### Page
--------------------

Tiger Tim Annual 1951


By various (the Amalgamated Press)
No ISBN

Feeling particularly nostalgic and wistful over the sad news about The Dandy’s imminent departure/transfiguration from the realm of newsprint, I’m going to look at a book from the era ofBritain’s comics heyday.

Normally I’d review graphic novels and trade paperback collections with a view to the reader and potential purchaser hopefully becoming a fan or even addict of the picture-strip medium. Here though, I’m simply applying modern critical sensibilities to one of the landmark items and indeed, an entire genre of pictorial edification which seems forever lost; permanently removed from the contemporary cultural scene.

If, however, you’re lucky enough to stumble across a copy or indeed any similar vintage volume, I hope my words convince you to acquire it. As ever, my real purpose and sinister scheme is to create a groundswell or even a little ripple in the entertainment ether, since I’m back on my high and wide horse about the paucity of classic vintage strips, stories and comics material available to the young and older readers of the 21st century.

So much magical material is out there in print limbo. Great writing and art is rotting in boxes and attics or the archives of publishing houses, when it needs to be back in the hands of happy punters once again. On one level the tastes of the public have never been more catholic than today and a sampling of our popular heritage will always appeal to some part of the mass consumer base.

--------------------

### Entries
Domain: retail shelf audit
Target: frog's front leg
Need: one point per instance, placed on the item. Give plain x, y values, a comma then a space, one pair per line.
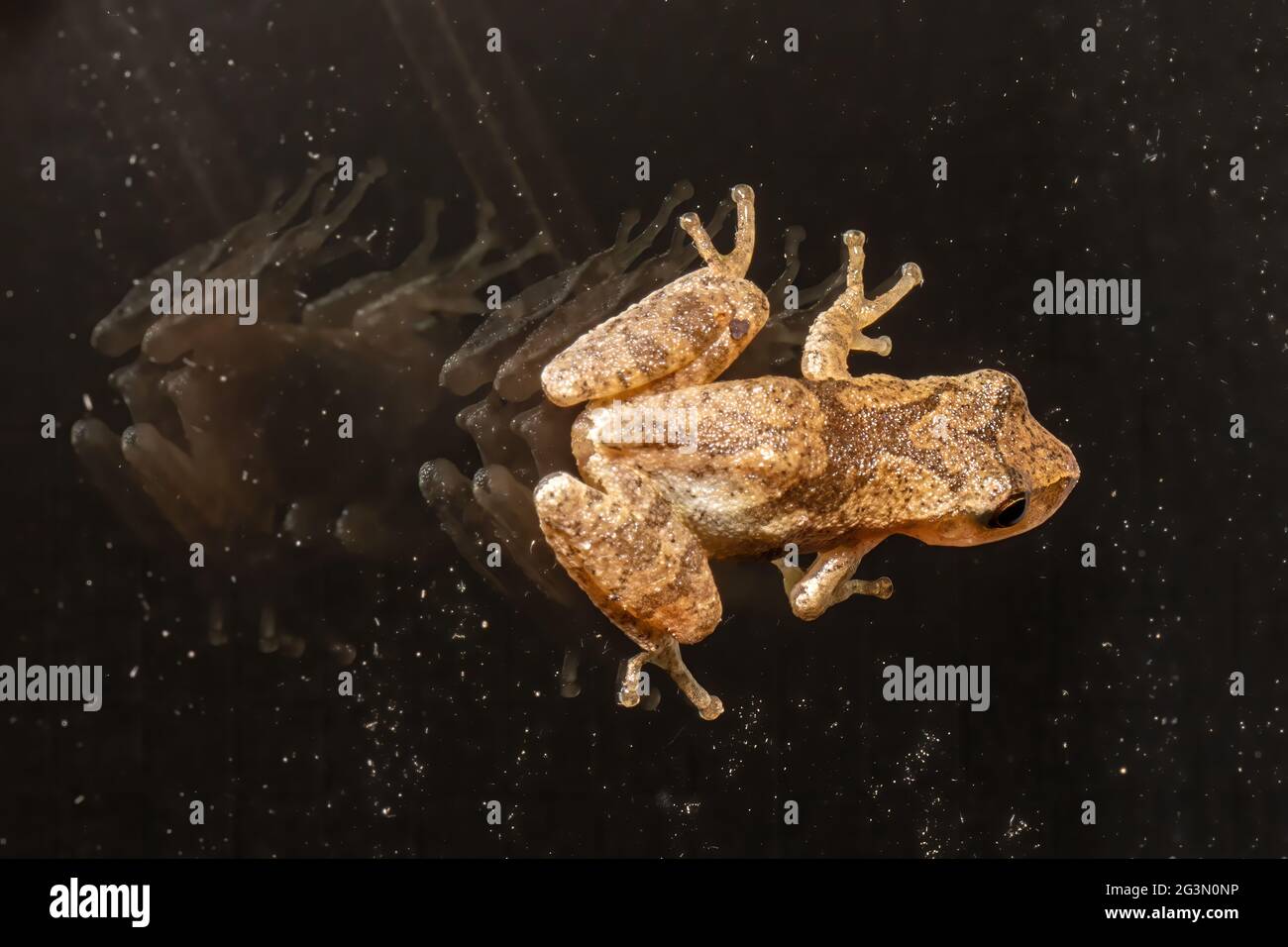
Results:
829, 579
840, 330
638, 561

--------------------

### To be done
1 - Condense the paragraph of the review that begins "So much magical material" into two or three short sentences, keeping its main points.
2 - Copy the review from the words "Feeling particularly nostalgic" through the words "ofBritain’s comics heyday.", swapping "The Dandy" for "The Beano".
3 - According to the review, what does the reviewer normally review?

### Solutions by task
1 - A great deal of fine writing and art sits out of print, rotting in boxes, attics or publishers' archives, and it should be back with happy readers. Public tastes have never been broader, so some share of mass consumers will always welcome a sampling of this popular heritage.

2 -
Feeling particularly nostalgic and wistful over the sad news about The Beano’s imminent departure/transfiguration from the realm of newsprint, I’m going to look at a book from the era ofBritain’s comics heyday.

3 - Graphic novels and trade paperback collections.